-- Aim --
Which lines in the rows below contain the word "mountain"? Pick out each one and copy it in full.

-- Input records --
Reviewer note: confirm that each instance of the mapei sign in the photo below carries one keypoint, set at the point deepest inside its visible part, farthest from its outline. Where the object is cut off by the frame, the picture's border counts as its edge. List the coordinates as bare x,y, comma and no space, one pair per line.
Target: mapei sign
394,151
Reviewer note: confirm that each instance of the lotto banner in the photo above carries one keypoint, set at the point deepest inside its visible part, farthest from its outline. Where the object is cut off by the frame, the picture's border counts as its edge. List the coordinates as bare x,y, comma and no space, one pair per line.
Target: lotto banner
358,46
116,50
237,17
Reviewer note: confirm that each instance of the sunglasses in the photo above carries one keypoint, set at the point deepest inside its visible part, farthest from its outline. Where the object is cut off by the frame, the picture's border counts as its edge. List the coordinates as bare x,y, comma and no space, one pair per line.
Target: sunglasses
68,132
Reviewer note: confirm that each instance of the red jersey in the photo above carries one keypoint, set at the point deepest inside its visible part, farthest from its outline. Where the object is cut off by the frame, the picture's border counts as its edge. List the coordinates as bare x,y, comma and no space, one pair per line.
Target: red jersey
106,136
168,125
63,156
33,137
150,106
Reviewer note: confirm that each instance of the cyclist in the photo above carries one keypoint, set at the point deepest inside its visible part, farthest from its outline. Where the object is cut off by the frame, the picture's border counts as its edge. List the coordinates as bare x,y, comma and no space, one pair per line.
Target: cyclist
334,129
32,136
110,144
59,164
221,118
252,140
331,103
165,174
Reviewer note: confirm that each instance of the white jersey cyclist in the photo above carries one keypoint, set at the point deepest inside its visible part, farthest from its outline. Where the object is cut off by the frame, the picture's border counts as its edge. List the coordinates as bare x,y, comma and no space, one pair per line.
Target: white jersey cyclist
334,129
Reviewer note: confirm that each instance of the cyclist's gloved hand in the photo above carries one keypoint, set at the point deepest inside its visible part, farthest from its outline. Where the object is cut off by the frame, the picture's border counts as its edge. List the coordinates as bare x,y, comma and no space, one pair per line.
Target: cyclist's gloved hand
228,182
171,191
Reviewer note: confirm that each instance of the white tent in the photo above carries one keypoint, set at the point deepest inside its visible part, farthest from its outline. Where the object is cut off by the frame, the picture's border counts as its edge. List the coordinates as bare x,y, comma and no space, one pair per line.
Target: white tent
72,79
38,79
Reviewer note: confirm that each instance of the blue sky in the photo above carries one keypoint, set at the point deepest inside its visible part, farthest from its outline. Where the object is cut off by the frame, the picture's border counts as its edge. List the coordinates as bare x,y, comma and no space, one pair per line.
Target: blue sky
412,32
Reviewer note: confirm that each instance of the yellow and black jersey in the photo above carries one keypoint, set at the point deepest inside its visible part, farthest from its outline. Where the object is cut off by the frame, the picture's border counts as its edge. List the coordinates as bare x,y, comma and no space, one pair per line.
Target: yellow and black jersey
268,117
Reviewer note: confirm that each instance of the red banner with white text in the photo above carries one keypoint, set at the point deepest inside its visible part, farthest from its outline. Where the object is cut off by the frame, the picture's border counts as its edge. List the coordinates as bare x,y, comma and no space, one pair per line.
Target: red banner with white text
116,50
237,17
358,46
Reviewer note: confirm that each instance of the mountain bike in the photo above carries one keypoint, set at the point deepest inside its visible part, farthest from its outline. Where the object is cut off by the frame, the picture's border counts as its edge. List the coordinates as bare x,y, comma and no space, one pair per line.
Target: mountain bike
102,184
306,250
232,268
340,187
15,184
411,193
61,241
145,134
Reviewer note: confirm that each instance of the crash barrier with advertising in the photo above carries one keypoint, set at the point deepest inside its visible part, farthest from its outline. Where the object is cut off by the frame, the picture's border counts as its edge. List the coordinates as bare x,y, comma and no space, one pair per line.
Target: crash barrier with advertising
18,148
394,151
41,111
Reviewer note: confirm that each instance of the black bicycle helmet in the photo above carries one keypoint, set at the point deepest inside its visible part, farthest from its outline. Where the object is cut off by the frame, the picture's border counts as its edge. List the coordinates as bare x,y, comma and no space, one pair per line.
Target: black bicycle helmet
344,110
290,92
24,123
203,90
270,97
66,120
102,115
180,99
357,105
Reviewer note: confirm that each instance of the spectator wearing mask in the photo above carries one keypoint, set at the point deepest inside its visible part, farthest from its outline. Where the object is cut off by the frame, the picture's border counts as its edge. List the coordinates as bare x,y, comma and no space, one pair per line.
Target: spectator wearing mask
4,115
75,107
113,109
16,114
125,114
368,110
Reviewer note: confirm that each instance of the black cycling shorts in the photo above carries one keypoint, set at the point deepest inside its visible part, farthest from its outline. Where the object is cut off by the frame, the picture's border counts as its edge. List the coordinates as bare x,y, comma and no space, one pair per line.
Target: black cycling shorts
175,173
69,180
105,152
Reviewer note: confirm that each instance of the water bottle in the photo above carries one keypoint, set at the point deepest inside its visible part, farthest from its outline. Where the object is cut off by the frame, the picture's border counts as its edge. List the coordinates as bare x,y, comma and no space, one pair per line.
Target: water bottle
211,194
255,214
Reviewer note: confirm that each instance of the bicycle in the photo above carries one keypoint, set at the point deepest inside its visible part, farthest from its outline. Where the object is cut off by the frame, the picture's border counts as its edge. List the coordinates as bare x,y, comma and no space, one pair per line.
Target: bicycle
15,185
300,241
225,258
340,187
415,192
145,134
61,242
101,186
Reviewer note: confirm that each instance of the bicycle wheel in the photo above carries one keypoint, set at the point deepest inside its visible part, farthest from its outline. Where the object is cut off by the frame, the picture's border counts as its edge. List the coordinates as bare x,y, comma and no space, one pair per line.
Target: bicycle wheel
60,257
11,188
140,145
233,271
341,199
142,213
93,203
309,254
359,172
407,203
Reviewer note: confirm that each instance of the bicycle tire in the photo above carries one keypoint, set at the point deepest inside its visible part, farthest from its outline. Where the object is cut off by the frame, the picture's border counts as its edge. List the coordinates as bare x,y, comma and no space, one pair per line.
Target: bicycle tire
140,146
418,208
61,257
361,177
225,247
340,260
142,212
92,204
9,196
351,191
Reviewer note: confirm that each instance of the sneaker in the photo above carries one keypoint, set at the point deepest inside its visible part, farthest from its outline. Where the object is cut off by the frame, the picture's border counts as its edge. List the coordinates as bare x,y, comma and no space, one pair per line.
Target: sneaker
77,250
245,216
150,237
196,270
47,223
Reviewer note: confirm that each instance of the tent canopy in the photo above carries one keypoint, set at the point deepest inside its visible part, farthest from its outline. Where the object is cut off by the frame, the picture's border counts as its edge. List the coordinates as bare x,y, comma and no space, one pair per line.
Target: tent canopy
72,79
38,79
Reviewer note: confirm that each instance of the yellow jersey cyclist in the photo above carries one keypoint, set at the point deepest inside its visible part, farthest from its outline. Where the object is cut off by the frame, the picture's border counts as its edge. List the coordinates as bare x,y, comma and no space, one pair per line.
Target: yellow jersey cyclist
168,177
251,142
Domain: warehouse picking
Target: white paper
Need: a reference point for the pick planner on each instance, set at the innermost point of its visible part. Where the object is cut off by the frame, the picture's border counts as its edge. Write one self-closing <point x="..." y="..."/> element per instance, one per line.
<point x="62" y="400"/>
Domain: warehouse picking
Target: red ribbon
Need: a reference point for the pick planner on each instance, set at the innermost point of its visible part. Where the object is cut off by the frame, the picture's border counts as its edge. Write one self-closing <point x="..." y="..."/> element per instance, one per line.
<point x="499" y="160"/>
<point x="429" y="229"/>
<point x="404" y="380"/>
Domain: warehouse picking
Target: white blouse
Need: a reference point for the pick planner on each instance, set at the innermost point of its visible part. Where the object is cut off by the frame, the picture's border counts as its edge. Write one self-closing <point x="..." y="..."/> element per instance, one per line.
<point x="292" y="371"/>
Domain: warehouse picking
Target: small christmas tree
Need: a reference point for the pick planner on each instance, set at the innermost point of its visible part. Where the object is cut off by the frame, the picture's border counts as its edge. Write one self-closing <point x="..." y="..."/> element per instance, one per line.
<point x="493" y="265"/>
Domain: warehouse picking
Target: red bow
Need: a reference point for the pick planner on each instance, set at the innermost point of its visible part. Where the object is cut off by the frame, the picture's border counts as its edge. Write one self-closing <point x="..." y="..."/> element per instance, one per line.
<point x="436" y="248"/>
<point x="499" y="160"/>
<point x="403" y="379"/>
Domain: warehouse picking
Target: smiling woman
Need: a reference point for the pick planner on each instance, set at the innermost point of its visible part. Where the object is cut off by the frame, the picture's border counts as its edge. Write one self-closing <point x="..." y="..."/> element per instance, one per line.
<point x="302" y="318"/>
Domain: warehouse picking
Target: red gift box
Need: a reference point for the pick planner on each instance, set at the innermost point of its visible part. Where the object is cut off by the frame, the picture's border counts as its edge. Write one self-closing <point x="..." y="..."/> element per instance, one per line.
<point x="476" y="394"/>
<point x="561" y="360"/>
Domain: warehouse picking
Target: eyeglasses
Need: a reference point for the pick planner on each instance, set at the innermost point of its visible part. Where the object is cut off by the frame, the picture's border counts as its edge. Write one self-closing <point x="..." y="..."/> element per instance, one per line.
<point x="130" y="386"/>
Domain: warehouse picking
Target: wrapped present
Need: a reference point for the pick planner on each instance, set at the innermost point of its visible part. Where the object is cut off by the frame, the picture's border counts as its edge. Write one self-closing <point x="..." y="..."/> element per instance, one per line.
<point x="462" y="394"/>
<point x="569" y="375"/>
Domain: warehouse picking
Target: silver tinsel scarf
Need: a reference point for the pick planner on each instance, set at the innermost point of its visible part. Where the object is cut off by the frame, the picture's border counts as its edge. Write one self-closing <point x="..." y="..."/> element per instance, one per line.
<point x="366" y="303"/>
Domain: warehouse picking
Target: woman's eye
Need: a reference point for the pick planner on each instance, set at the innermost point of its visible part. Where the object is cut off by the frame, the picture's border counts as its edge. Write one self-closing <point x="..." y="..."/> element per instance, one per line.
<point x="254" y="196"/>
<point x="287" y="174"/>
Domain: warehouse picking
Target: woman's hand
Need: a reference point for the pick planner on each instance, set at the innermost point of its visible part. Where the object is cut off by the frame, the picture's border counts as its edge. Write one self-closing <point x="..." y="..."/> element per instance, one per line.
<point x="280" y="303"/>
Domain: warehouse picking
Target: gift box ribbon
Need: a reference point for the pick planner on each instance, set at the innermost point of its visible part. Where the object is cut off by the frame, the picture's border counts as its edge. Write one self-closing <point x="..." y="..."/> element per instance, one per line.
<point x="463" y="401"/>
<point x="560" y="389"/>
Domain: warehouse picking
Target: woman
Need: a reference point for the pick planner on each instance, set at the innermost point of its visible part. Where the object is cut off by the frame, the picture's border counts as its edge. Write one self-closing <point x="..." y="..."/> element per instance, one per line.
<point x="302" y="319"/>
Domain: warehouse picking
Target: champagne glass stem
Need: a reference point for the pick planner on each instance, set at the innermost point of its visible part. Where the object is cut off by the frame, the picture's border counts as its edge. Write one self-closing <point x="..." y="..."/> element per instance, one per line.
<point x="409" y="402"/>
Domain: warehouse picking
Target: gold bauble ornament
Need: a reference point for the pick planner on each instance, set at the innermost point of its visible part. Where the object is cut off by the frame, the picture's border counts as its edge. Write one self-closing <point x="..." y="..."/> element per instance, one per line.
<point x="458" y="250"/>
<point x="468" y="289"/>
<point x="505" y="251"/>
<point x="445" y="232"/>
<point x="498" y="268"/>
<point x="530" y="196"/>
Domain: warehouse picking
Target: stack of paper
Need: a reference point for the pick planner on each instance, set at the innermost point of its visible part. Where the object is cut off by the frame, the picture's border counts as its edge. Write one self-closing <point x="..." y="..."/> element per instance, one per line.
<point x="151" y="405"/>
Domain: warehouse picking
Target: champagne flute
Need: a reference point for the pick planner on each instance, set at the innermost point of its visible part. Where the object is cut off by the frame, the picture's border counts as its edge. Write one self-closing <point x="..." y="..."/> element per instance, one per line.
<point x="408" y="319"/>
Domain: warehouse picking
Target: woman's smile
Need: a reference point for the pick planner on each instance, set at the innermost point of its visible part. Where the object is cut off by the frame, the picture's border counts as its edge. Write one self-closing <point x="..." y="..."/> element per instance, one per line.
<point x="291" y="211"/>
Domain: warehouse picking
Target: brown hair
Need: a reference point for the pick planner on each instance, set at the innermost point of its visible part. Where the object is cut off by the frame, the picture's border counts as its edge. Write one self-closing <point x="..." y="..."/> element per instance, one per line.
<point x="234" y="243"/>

-- The solution --
Reviewer note: confirm that each instance of the mountain bike in the photo above carries one keypoint, set at the point deepest inside its visible part, farthest from its outline. Where the object is cut off by the frame, the picture's border counts as its edge. List the coordinates as bare x,y, comma and no space, one pair per line.
Target: mountain bike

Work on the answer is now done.